** BEGIN Dataset rows **

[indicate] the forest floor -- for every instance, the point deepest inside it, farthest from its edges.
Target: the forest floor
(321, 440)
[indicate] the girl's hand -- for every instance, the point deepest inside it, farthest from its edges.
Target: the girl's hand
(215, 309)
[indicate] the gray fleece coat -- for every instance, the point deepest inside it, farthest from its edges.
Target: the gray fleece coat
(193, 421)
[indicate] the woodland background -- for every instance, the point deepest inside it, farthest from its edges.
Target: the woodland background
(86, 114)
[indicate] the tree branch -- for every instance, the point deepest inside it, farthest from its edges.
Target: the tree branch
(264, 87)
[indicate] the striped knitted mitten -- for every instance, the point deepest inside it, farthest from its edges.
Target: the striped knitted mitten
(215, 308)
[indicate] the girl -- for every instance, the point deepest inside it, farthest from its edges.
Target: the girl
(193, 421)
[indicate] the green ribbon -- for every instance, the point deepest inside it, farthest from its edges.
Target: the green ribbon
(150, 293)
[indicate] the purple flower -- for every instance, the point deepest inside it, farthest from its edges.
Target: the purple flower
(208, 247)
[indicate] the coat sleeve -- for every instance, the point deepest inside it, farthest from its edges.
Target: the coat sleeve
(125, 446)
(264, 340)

** END Dataset rows **

-- Exercise requirements --
Please arrange all of the entries above as a numbered list, one line per item, and leave out any blank lines.

-- Result --
1. [indicate] the forest floor -- for every instance, the point deepest inside it, farthest from its edges.
2. Target: the forest floor
3. (321, 440)
4. [indicate] the girl's hand -- for every instance, the point deepest inside it, farthest from its edges.
5. Target: the girl's hand
6. (215, 309)
7. [indicate] the gray fleece coat -- for every instance, the point deepest inside it, farthest from its edges.
8. Target: the gray fleece coat
9. (193, 421)
10. [indicate] the woodland background -- for every instance, the point deepest inside it, farthest from its edges.
11. Target: the woodland background
12. (86, 114)
13. [indicate] the tree branch -- for every instance, the point deepest inside it, farthest from its edges.
14. Target: the tree branch
15. (264, 87)
16. [indicate] the striped knitted mitten -- for every instance, the point deepest inside it, farthest from its edges.
17. Target: the striped knitted mitten
18. (215, 308)
19. [indicate] the girl -- for every instance, the point deepest inside it, farthest from its edges.
20. Target: the girl
21. (193, 421)
22. [indicate] the green ribbon -- for every instance, the point deepest inside it, farthest from its edges.
23. Target: the green ribbon
24. (150, 293)
25. [indicate] the purple flower -- for every instance, the point deepest inside it, farthest from its edges.
26. Target: the purple flower
27. (208, 247)
28. [indicate] the coat sleeve -- for every instance, the point deepest inside it, farthest from its edges.
29. Target: the coat sleeve
30. (125, 446)
31. (264, 340)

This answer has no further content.